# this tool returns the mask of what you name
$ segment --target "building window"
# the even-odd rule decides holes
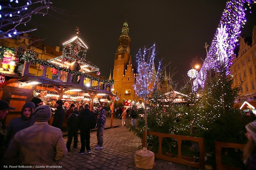
[[[254,58],[256,57],[256,50],[252,52],[252,58]]]
[[[248,91],[248,85],[246,84],[245,84],[245,91],[247,92]]]
[[[35,53],[35,58],[38,58],[38,53]],[[32,65],[34,65],[34,66],[36,66],[36,63],[31,63]]]
[[[250,72],[250,74],[251,75],[252,74],[252,68],[251,67],[249,69],[249,71]]]

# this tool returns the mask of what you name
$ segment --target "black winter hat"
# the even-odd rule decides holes
[[[63,101],[62,101],[62,100],[59,100],[57,101],[56,102],[56,103],[60,106],[62,106],[62,105],[63,104]]]

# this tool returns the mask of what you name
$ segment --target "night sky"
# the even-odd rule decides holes
[[[62,13],[50,10],[43,17],[34,16],[27,27],[37,28],[31,33],[45,39],[44,42],[53,46],[75,37],[75,28],[79,27],[79,37],[88,48],[86,60],[108,78],[126,19],[133,63],[140,48],[155,43],[156,59],[163,59],[163,65],[171,62],[171,71],[177,67],[173,81],[178,82],[178,90],[192,59],[197,56],[201,65],[200,58],[205,59],[203,46],[206,42],[210,45],[226,1],[54,0],[53,6],[64,10]],[[246,37],[251,36],[256,24],[255,6],[252,14],[246,13],[248,22],[242,30]]]

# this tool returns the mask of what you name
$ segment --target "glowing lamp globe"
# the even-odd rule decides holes
[[[198,74],[198,72],[196,69],[190,69],[187,72],[187,75],[191,78],[197,77]]]

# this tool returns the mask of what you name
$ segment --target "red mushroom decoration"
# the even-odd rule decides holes
[[[123,103],[123,107],[125,107],[126,109],[129,107],[131,107],[133,104],[130,101],[126,99],[124,101],[124,102]]]

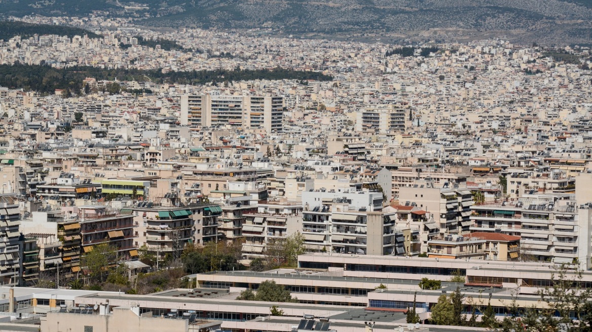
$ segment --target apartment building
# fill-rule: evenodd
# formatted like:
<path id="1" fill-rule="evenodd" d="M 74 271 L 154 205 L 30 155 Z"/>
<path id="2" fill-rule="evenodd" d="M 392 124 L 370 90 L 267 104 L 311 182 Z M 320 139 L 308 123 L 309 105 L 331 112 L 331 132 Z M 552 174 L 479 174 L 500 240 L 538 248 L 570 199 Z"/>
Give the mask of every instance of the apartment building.
<path id="1" fill-rule="evenodd" d="M 570 194 L 526 195 L 472 207 L 472 232 L 519 236 L 520 254 L 539 261 L 590 264 L 592 211 Z"/>
<path id="2" fill-rule="evenodd" d="M 21 275 L 21 212 L 14 194 L 0 194 L 0 283 L 17 285 Z"/>
<path id="3" fill-rule="evenodd" d="M 133 216 L 136 246 L 145 245 L 162 258 L 167 253 L 180 257 L 188 245 L 217 240 L 220 214 L 215 212 L 219 209 L 218 206 L 208 204 L 170 207 L 140 202 L 121 211 L 130 211 Z"/>
<path id="4" fill-rule="evenodd" d="M 475 232 L 466 236 L 448 235 L 428 241 L 430 258 L 515 261 L 519 256 L 520 236 Z"/>
<path id="5" fill-rule="evenodd" d="M 452 188 L 455 185 L 463 187 L 466 185 L 466 180 L 469 177 L 468 174 L 464 172 L 426 169 L 423 167 L 401 167 L 395 165 L 385 165 L 384 167 L 391 171 L 392 197 L 399 198 L 400 200 L 403 200 L 400 197 L 400 194 L 403 188 L 413 187 L 420 182 L 429 181 L 435 185 L 439 187 L 448 185 Z"/>
<path id="6" fill-rule="evenodd" d="M 107 243 L 117 250 L 118 261 L 137 256 L 137 236 L 130 211 L 118 212 L 98 205 L 78 207 L 83 252 L 90 252 L 95 245 Z"/>
<path id="7" fill-rule="evenodd" d="M 40 271 L 56 275 L 59 267 L 60 275 L 67 278 L 80 271 L 82 236 L 77 217 L 66 218 L 61 210 L 47 207 L 34 211 L 21 228 L 26 237 L 36 240 Z"/>
<path id="8" fill-rule="evenodd" d="M 192 128 L 219 126 L 262 129 L 268 134 L 282 130 L 284 98 L 278 96 L 184 95 L 181 124 Z"/>
<path id="9" fill-rule="evenodd" d="M 356 131 L 394 134 L 405 131 L 410 109 L 401 105 L 366 105 L 356 112 Z"/>
<path id="10" fill-rule="evenodd" d="M 300 204 L 274 201 L 259 203 L 256 211 L 244 214 L 243 259 L 265 258 L 268 245 L 302 232 L 302 212 Z"/>
<path id="11" fill-rule="evenodd" d="M 432 213 L 442 233 L 461 235 L 469 232 L 473 204 L 470 191 L 448 184 L 436 187 L 431 181 L 419 183 L 401 191 L 399 201 Z"/>

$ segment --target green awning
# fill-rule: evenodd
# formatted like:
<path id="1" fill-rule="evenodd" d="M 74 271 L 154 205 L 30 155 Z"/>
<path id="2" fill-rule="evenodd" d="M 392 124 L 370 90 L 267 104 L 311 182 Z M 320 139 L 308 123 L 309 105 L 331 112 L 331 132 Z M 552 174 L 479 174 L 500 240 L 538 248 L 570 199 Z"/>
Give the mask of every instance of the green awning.
<path id="1" fill-rule="evenodd" d="M 494 210 L 493 213 L 495 214 L 508 214 L 508 215 L 511 214 L 512 216 L 513 216 L 514 213 L 514 211 L 504 211 L 504 210 Z"/>

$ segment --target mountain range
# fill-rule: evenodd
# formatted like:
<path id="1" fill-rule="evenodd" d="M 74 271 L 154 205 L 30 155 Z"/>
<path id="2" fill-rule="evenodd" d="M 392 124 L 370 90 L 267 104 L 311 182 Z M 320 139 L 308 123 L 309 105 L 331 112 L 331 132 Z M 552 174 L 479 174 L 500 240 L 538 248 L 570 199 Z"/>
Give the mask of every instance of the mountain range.
<path id="1" fill-rule="evenodd" d="M 102 11 L 146 26 L 261 28 L 310 37 L 592 44 L 592 0 L 0 0 L 0 8 L 14 16 Z"/>

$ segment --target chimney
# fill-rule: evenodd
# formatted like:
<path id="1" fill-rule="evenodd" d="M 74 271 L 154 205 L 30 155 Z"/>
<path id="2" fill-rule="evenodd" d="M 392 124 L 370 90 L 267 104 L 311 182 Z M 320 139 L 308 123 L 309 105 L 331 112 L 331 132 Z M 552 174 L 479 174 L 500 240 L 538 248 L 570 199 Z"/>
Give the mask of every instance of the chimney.
<path id="1" fill-rule="evenodd" d="M 14 287 L 11 287 L 8 291 L 8 312 L 14 312 Z"/>

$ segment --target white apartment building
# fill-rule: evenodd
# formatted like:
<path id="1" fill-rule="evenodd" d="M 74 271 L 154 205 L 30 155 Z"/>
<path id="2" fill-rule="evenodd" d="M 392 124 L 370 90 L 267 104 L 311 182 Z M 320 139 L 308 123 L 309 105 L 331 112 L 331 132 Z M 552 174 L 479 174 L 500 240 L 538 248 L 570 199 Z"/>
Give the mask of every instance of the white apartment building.
<path id="1" fill-rule="evenodd" d="M 181 124 L 192 128 L 229 125 L 270 134 L 282 128 L 282 97 L 186 95 L 181 109 Z"/>
<path id="2" fill-rule="evenodd" d="M 365 105 L 356 112 L 356 131 L 392 134 L 405 131 L 410 109 L 398 105 Z"/>

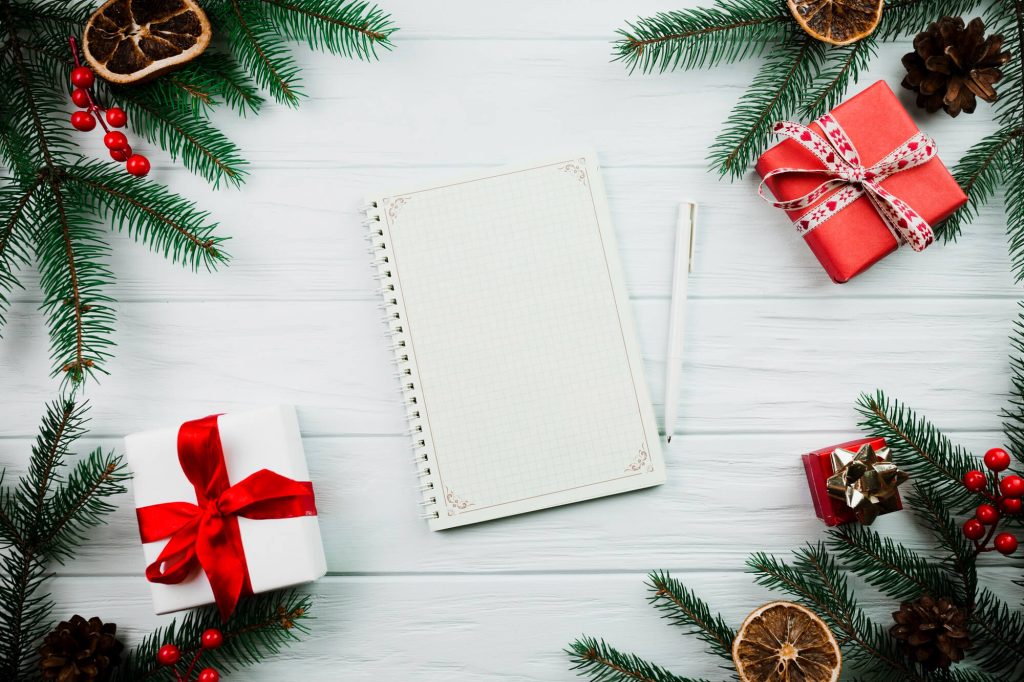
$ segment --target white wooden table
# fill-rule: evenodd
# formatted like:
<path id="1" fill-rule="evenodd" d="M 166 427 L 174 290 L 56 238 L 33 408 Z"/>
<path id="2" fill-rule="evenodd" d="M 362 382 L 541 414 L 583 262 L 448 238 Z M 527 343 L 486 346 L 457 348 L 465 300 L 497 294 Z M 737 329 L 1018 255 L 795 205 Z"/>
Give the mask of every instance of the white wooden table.
<path id="1" fill-rule="evenodd" d="M 86 390 L 91 433 L 80 450 L 120 450 L 126 433 L 211 412 L 298 407 L 331 572 L 310 588 L 308 640 L 240 679 L 569 680 L 561 649 L 582 633 L 720 679 L 719 662 L 645 603 L 645 571 L 672 569 L 738 625 L 768 598 L 743 572 L 745 556 L 821 537 L 799 456 L 857 434 L 861 391 L 886 388 L 976 452 L 1000 442 L 1019 290 L 998 207 L 956 245 L 903 250 L 833 285 L 751 177 L 706 171 L 756 62 L 629 77 L 609 61 L 626 18 L 687 2 L 696 4 L 386 0 L 401 31 L 379 62 L 297 47 L 309 94 L 298 111 L 217 116 L 252 162 L 242 190 L 212 190 L 144 150 L 154 179 L 221 221 L 233 261 L 194 274 L 112 237 L 117 354 L 111 376 Z M 857 89 L 878 78 L 898 89 L 906 47 L 880 50 Z M 991 128 L 980 112 L 918 118 L 951 165 Z M 655 403 L 676 204 L 702 204 L 669 482 L 430 532 L 417 515 L 360 200 L 584 144 L 605 168 Z M 27 280 L 0 341 L 0 462 L 15 470 L 57 386 Z M 131 498 L 120 505 L 57 570 L 54 615 L 100 615 L 134 640 L 169 619 L 152 612 Z M 877 526 L 924 545 L 909 514 Z M 1005 560 L 994 564 L 1009 574 Z M 888 617 L 890 604 L 863 594 Z"/>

### [Short task]
Lay out the entries starting with the line containing "--target mountain range" and going on through the line containing "365 105 L 356" as a two-column CSV with the columns entry and mask, one row per entry. Put each entry's text and its answer in one quoted field each, with line breaks turned into spaces.

### [Response for this exercise]
entry,mask
"$ segment --target mountain range # fill-rule: evenodd # formatted like: <path id=""1"" fill-rule=""evenodd"" d=""M 74 271 L 154 205 L 30 155 Z""/> <path id=""2"" fill-rule=""evenodd"" d=""M 392 124 L 370 90 L 267 104 L 311 182 Z M 320 139 L 308 123 L 309 105 L 331 112 L 331 132 Z M 552 174 L 479 174 L 500 240 L 538 248 L 570 199 Z""/> Give the mask of every instance of the mountain range.","<path id=""1"" fill-rule=""evenodd"" d=""M 102 11 L 146 26 L 261 28 L 310 37 L 592 44 L 592 0 L 0 0 L 0 8 L 14 16 Z""/>"
"$ segment --target chimney # fill-rule: evenodd # formatted like: <path id=""1"" fill-rule=""evenodd"" d=""M 74 271 L 154 205 L 30 155 Z""/> <path id=""2"" fill-rule=""evenodd"" d=""M 392 124 L 370 90 L 267 104 L 311 182 Z M 320 139 L 308 123 L 309 105 L 331 112 L 331 132 Z M 552 174 L 479 174 L 500 240 L 538 248 L 570 199 Z""/> Give the mask of every instance of the chimney.","<path id=""1"" fill-rule=""evenodd"" d=""M 14 287 L 11 287 L 8 291 L 8 312 L 14 312 Z""/>"
"$ segment --target white apartment building # fill-rule: evenodd # formatted like: <path id=""1"" fill-rule=""evenodd"" d=""M 74 271 L 154 205 L 30 155 Z""/> <path id=""2"" fill-rule=""evenodd"" d=""M 392 124 L 370 90 L 267 104 L 311 182 Z M 320 139 L 308 123 L 309 105 L 331 112 L 331 132 Z M 552 174 L 479 174 L 500 240 L 538 248 L 570 199 Z""/> Give the mask of every instance of the white apartment building.","<path id=""1"" fill-rule=""evenodd"" d=""M 181 124 L 192 128 L 229 125 L 270 134 L 282 128 L 282 97 L 186 95 L 181 109 Z""/> <path id=""2"" fill-rule=""evenodd"" d=""M 365 105 L 356 112 L 356 131 L 392 134 L 405 131 L 410 109 L 398 105 Z""/>"